Lines of data:
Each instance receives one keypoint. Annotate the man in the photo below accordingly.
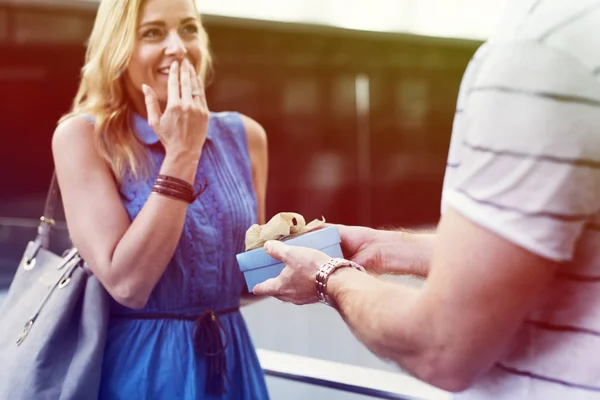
(510, 308)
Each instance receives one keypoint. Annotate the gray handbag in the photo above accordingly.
(53, 323)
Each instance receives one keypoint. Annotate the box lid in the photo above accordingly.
(319, 240)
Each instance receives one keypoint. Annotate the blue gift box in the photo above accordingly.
(258, 266)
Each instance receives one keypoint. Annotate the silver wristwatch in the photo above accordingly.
(325, 272)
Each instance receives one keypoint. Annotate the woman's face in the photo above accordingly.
(168, 31)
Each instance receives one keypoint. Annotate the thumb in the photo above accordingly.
(268, 287)
(152, 107)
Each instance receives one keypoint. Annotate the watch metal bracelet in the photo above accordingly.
(325, 272)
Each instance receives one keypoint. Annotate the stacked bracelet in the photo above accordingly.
(177, 188)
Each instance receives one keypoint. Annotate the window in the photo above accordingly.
(412, 102)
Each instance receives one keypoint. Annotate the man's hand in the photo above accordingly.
(363, 246)
(297, 281)
(388, 252)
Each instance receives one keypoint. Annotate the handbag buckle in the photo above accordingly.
(25, 332)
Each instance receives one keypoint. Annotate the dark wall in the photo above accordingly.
(298, 82)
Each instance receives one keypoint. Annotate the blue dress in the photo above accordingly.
(155, 357)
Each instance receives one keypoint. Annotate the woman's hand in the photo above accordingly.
(183, 126)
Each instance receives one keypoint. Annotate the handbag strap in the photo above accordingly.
(47, 222)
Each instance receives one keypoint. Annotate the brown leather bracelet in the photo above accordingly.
(173, 193)
(178, 188)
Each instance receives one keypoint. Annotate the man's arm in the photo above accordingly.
(400, 252)
(458, 325)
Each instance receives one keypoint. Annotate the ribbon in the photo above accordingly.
(282, 226)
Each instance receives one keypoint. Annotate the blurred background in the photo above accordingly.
(357, 98)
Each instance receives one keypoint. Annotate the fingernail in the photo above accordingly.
(268, 245)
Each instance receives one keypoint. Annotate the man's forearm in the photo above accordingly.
(406, 252)
(391, 333)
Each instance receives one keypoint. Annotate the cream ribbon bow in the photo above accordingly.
(282, 226)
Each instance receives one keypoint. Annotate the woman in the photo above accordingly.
(158, 193)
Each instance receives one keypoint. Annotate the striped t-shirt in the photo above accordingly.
(524, 162)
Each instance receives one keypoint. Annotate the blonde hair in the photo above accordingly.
(101, 93)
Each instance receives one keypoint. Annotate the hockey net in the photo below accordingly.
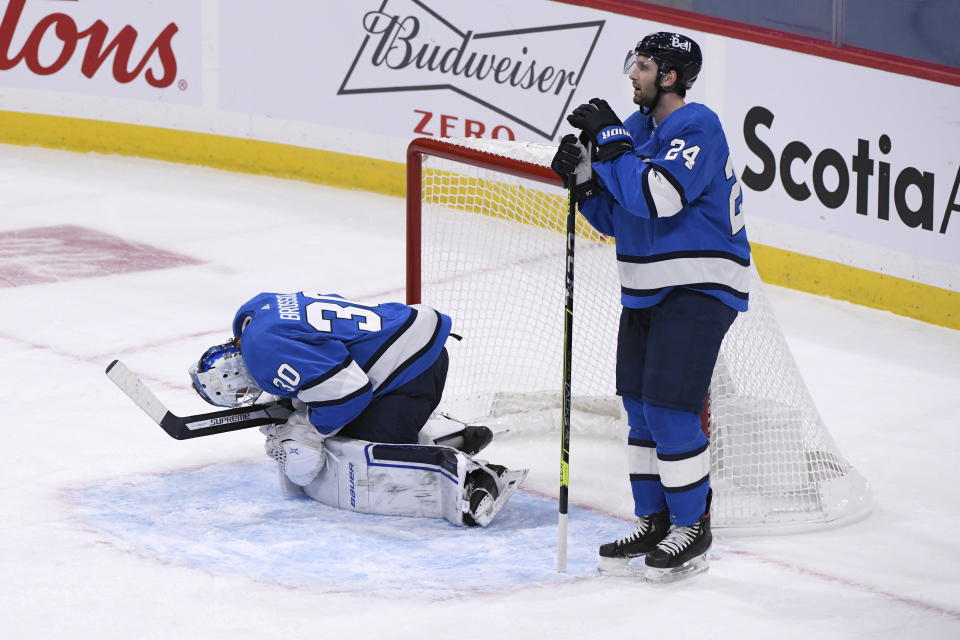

SET EXERCISE: List every line in the material above that contains the word "woman".

ANSWER FOR THE TASK:
Each instance receives one keypoint. Annotate the woman's face in the photo above accordingly.
Each instance receives one keypoint. Annotate the woman's hand in the photo above accordingly.
Each instance receives one keypoint. Annotate the woman in the photo above accordingly.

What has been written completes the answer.